- Supplied passage:

## start

Document Classification : Emails

Overview

The Ham or Spam classification problem is a common and ongoing pursuit in the academic and professional world.

There are several approaches that one can explore, and there are many references available to review.

For example, Mala Deep wrote an article on Towards Data Science, and he offers the following algorithms.[1] . Mala researched the various methods and reported the following accuracies:

Algorithm	Accuracy (%)
Bagging Classification	.9736
Random Forest Classification	.9796
Naive Bayes Classification	.9826
Extra Tree Classification	.9820
SVM Classification	.8343
KNN Classification	.8606
Decision Tree Classification	.9730

Deepal Dsilva uses the naiveBayes() function from the e1071 R package to train her classifier. [3]

Tejan Kermali also wrote a Towards Data Science article on how to use Python to employ the TDF-IDF and BOW algorithms in Python [2] .

Mandy Gu also wrote a Towards Data Science python article which is quite excellent. [5]

Classification

There are many articles about classifications algorithms.

I will discuss what Tejan Kermali did in his Towards Data Science article and specifically his Bag of Words algorithm in python [6] .

After documenting the classifier I will demonstrate it in an R implmentation.

## end

Carry the text on classifying emails as ham or spam forward from its final sentence. The listing that comes next is separate material and has no connection to the text on classifying emails as ham or spam.

- Data block:
## start

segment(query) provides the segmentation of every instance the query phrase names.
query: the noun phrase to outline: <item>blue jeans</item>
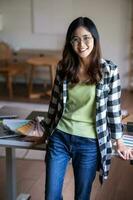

## end

- Result of the task:
Bag of Words Algorithm

The algorithm calculates the probabilities that the message is Spam or Ham and ultimately returns.

\[ Ham \ Or \ Spam \ = \ \begin{cases} P(spam) \geq P(ham) | Spam ) \\ P(spam) \lt P(ham) | Ham ) \\ \end{cases} \]

Both probabilities is accumulated in 2 phases

Phase 1 The Frequencies:

In the first part, we loop through each word and adjust the accumulated probability based on the frequency probability of that word.

Before we begin, we should take note of what a word is

The Words:

We may optionally decide to do the following :

Remove Stop Words, i.e. words like “a” and “the”. They dont add meaning for us
Remove numbers
Remove punctuation marks.
Reduce all alphabetic characters to lower case

Tejan decided to combine words to improve conceptual integrity. Individual words often have less meaning than combined words.

Thus every message is parsed into a rolling series of 2 words, that is

Call me when you get a chance.

is fed into the classifier as

“Call me”, “me when”, “when you”, “you get”, “get a”, “a chance”

Each 2-word phrase performs a lookup into the spam training datasets and the Ham dataset.

The Process:

When I ran the simulation, the phrase “mobile number” was found significantly more in the Spam mail training data:

Dataset	Words	“mobile phone”	Frequency
Ham	112,310	11	.0001
Spam	32,581	13	.0004

For each phrase w the overall P(spam) is adjusted by the following :

\[Spam \ Freq(w) \ = \ \frac{s(w)}{s})\]

\[P(spam) \ += \ log(SpamFreq(w))\]

Where

s(w) = # ocuurencies of word w in spam dataset s = # words in spam dataset

For each phrase w the overall P(ham) is adjusted by the following :

\[HamFreq(w) \ = \ \frac{h(w)}{h})\]

Thus “mobile number” adjusts P(ham) and P(spam) as follows :

Probability	Freq	log(Freq)	Adjustment
Ham	.0001	-9.1106	-9.1106
Spam	.0004	-7.8866	-7.8866

This makes some intuitive sense.

Since the log of the lower frequency is less than the log of the higher frequency, it infers the probability of it being spam is greater.

But what if the test data phase isnt in the training data set ?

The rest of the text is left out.